**Source data**

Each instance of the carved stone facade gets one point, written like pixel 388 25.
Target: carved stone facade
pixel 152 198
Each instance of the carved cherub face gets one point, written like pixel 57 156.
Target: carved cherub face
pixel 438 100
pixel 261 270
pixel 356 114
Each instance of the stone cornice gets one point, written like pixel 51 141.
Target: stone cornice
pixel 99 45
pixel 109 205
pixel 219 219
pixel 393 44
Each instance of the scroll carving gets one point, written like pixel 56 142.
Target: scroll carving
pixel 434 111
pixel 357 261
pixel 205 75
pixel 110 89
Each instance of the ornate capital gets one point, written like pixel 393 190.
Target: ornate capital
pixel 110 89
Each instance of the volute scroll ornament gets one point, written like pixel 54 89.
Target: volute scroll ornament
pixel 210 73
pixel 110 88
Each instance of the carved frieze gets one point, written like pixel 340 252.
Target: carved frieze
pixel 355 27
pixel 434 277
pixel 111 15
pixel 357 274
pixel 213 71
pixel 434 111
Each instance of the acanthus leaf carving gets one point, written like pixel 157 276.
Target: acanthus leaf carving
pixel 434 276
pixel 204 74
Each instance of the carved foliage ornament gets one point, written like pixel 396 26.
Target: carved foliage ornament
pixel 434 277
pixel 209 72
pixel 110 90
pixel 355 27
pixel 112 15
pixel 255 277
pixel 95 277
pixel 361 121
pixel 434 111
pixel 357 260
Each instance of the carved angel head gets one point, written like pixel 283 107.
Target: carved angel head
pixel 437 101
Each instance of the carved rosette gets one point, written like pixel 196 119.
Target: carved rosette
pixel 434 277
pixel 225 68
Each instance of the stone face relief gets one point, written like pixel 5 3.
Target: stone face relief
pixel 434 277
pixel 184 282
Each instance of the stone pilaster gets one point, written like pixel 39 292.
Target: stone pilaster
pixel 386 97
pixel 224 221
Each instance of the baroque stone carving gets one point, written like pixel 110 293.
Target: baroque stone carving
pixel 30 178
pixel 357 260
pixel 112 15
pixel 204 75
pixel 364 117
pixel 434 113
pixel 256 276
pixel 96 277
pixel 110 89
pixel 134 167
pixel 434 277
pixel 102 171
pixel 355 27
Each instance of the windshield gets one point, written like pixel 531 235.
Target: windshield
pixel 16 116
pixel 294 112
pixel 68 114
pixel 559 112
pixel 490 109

* * *

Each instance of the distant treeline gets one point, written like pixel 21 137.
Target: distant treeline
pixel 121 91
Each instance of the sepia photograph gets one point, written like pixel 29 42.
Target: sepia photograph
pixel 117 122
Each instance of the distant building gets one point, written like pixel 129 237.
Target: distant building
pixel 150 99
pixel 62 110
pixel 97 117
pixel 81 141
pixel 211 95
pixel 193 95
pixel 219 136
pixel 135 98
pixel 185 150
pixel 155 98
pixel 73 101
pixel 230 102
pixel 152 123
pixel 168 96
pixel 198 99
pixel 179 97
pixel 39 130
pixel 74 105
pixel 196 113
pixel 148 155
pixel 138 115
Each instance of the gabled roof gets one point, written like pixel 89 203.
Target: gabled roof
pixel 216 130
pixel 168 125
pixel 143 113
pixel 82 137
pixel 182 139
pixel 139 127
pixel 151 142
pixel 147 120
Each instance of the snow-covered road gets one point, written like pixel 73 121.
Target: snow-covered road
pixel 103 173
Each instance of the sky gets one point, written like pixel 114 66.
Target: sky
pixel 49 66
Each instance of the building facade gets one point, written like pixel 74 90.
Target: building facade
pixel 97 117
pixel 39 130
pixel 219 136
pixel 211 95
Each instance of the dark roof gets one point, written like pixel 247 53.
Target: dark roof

**Set problem**
Copy out, character for character, the lines starting with the line that contains "Each instance of the carved foliage" and going on through the line that contains "pixel 225 68".

**Solution for this problem**
Each instance of the carved foliage ornament gets one point, written like pixel 396 26.
Target: carved foliage ornament
pixel 434 277
pixel 209 72
pixel 110 90
pixel 355 27
pixel 112 15
pixel 255 277
pixel 95 277
pixel 361 121
pixel 434 111
pixel 357 260
Each instance of the carved angel head gets one point, written like pixel 283 107.
Target: carved angel head
pixel 437 101
Each instance of the carved rosette gets one point, written like pixel 196 119.
Target: carved rosette
pixel 434 277
pixel 225 68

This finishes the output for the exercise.